§ AIM OF THE TASK
The listing below should be printed exactly, every line of it. Skip the pictures.

§ DATA FOR ANALYSIS
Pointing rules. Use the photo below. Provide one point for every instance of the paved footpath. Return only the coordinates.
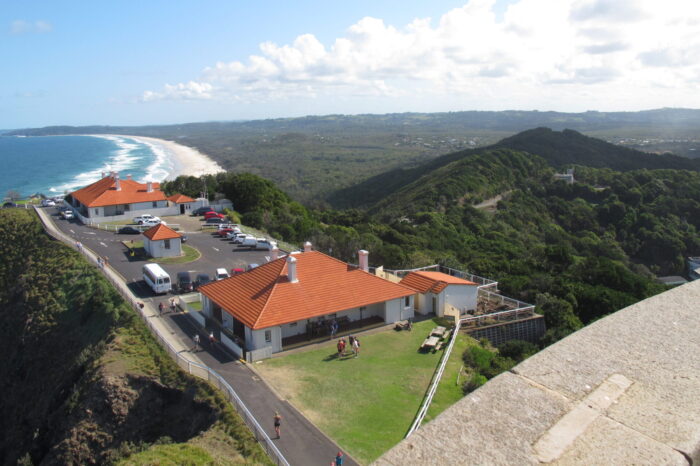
(301, 442)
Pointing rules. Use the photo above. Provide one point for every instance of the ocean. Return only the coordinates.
(54, 165)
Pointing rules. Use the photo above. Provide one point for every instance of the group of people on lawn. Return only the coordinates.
(354, 343)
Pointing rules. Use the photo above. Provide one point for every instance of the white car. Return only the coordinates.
(142, 219)
(152, 222)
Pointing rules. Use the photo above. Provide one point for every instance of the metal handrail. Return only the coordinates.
(260, 434)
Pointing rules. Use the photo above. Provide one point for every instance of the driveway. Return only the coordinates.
(215, 252)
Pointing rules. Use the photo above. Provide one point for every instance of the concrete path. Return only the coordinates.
(301, 442)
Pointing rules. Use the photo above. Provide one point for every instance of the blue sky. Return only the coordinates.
(159, 62)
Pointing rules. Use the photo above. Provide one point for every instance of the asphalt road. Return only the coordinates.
(216, 252)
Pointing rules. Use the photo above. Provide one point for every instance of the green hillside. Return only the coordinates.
(82, 379)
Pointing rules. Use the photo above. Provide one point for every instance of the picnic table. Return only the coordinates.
(430, 342)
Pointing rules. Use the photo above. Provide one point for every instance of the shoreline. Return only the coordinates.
(185, 160)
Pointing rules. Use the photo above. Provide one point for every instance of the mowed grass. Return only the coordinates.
(366, 404)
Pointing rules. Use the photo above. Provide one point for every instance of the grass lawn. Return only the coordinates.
(190, 255)
(449, 391)
(366, 404)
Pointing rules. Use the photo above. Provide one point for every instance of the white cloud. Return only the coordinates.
(574, 52)
(21, 26)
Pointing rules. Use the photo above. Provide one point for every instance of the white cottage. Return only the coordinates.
(295, 298)
(436, 290)
(161, 241)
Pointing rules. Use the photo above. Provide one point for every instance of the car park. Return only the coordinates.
(142, 219)
(184, 282)
(129, 231)
(202, 210)
(202, 279)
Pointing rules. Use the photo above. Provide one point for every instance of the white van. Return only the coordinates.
(157, 278)
(221, 274)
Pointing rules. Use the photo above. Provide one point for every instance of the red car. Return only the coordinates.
(209, 215)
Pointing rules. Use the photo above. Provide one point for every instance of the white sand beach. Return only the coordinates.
(186, 160)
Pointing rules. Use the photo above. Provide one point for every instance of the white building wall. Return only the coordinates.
(257, 339)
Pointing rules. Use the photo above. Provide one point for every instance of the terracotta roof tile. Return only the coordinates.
(104, 193)
(433, 282)
(160, 232)
(264, 297)
(180, 198)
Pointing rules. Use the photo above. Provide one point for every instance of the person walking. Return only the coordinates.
(278, 422)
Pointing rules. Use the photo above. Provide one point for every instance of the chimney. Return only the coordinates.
(292, 269)
(364, 259)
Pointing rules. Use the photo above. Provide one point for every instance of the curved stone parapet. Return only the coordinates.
(623, 390)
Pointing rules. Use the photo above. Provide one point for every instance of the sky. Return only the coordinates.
(163, 62)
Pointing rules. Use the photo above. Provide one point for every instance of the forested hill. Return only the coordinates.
(559, 149)
(82, 379)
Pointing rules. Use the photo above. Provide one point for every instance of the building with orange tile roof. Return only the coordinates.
(298, 296)
(162, 241)
(112, 198)
(436, 290)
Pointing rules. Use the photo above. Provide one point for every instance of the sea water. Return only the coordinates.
(56, 165)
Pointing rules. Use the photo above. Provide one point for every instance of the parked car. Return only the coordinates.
(184, 282)
(141, 219)
(240, 237)
(220, 274)
(202, 210)
(202, 279)
(209, 215)
(152, 222)
(129, 231)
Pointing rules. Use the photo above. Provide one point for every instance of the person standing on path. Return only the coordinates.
(278, 422)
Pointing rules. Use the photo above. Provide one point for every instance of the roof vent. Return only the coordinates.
(292, 269)
(364, 260)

§ RESULT
Pointing rules. Use the photo below. Provide one point for every instance of the paved footpath. Return only the coordinates.
(301, 442)
Pointing rules. Use the photo above. Provide one point for every instance of the ocean. Return only the coordinates.
(54, 165)
Pointing rules. Use the photo above. Provide one point for every instance of the group of people on lawn. Return only the coordinates.
(354, 343)
Pointing rules. Use the photo above. Provide one point for every instance of the white car. Return only the coordinates.
(142, 219)
(152, 222)
Pointing rules. Use the photo above. Provide one point for every instance of the metal handrail. Return only the coordinates.
(260, 434)
Pointing rules. Use the photo above. Provide one point for every instance of the driveway. Return only the coordinates.
(215, 252)
Pointing rules. Use the photo above. Provide one point for every instance of the concrete path. Return only the coordinates.
(301, 442)
Pointing rules. Use the photo above. Provide one point for every instance of the blue sky. Return only the coordinates.
(159, 62)
Pointing rules. Use the photo above. Provide one point for every instance of the asphalt road. Return only the coordinates.
(216, 252)
Pointing rules. Use the photo above. Provide one point for every instance of the green hillside. Return only the coordinates.
(82, 379)
Pointing rules. Use the photo above. Provide one point for every instance of the picnic table. Return only the coordinates.
(430, 342)
Pointing rules. Use the photo above. Provide one point for every instance of the shoreline. Return only the coordinates.
(185, 160)
Pointing rules. Use the photo above. Provide one point for every instance of the mowed grass. Return only the coordinates.
(366, 404)
Pointing rules. Use the photo above. Provide one point for every instance of the grass lawn. Return only the coordinates.
(190, 255)
(449, 391)
(366, 404)
Pointing rules. Use the photo above. Provide one point for every instance of the white cloud. Return only the coordinates.
(574, 52)
(21, 26)
Pointing rules. Use the photo above. Provide one point for every instance of the white cottage. Return only the coordinates.
(295, 298)
(436, 290)
(161, 241)
Pointing rules. Use the photo above. Provide one point for every instance of the car park. Return only the coordinates.
(142, 219)
(184, 282)
(129, 231)
(202, 210)
(202, 279)
Pointing rules. Use the photo above. Provide one point for every instance of the white van. Return only the coordinates.
(157, 278)
(221, 274)
Pointing rules. Use the photo above. Provide one point for every instance of the red car. Return only the coordinates.
(209, 215)
Pointing rules. Use the photo above. Provide one point for every instance of the white sand beach. Return only the coordinates.
(186, 160)
Pointing rules. Use the photo above. Provide one point for every instance of the white building wall. Return only the coordinates.
(257, 339)
Pointing rules. Use the photo above. Provide one point for every instance of the terracotta roof tile. Return only the coordinates.
(104, 193)
(433, 282)
(160, 232)
(264, 297)
(180, 198)
Pointing rules. Use the photo above. Provide one point for every instance of the person walking. Return only the coordinates.
(278, 422)
Pointing rules. Use the photo above. Provide one point for every instance of the chimney. Return only the coordinates.
(292, 269)
(364, 259)
Pointing rules. Use the photo above. Provide one point for every instance of the curved stone parapet. Return only the coordinates.
(623, 390)
Pointing rules. Use the photo above. Provide one point for every instance of the sky. Return only the coordinates.
(163, 62)
Pointing rules. Use the photo above. Provide one point for every instance of the forested hill. Return only the coordinates.
(559, 149)
(82, 379)
Pointing rules. Use the photo above. Provide one point for every instance of the building with orange tile roof. Return only the coordinates.
(298, 296)
(162, 241)
(112, 198)
(436, 290)
Pointing rules. Use the photo above. Provide one point for every instance of the sea water. Return only the coordinates.
(56, 165)
Pointing rules. Use the photo above. Provide one point for every instance of the parked car. Return only the coordinates.
(184, 282)
(141, 219)
(240, 237)
(220, 274)
(202, 210)
(202, 279)
(209, 215)
(152, 222)
(129, 231)
Pointing rules. Use the photo above. Provide one point for every instance of the person standing on path. Return only the coordinates.
(278, 422)
Pointing rules. Use the photo above. Provide one point for every instance of the roof vent. Return only the coordinates.
(292, 269)
(364, 260)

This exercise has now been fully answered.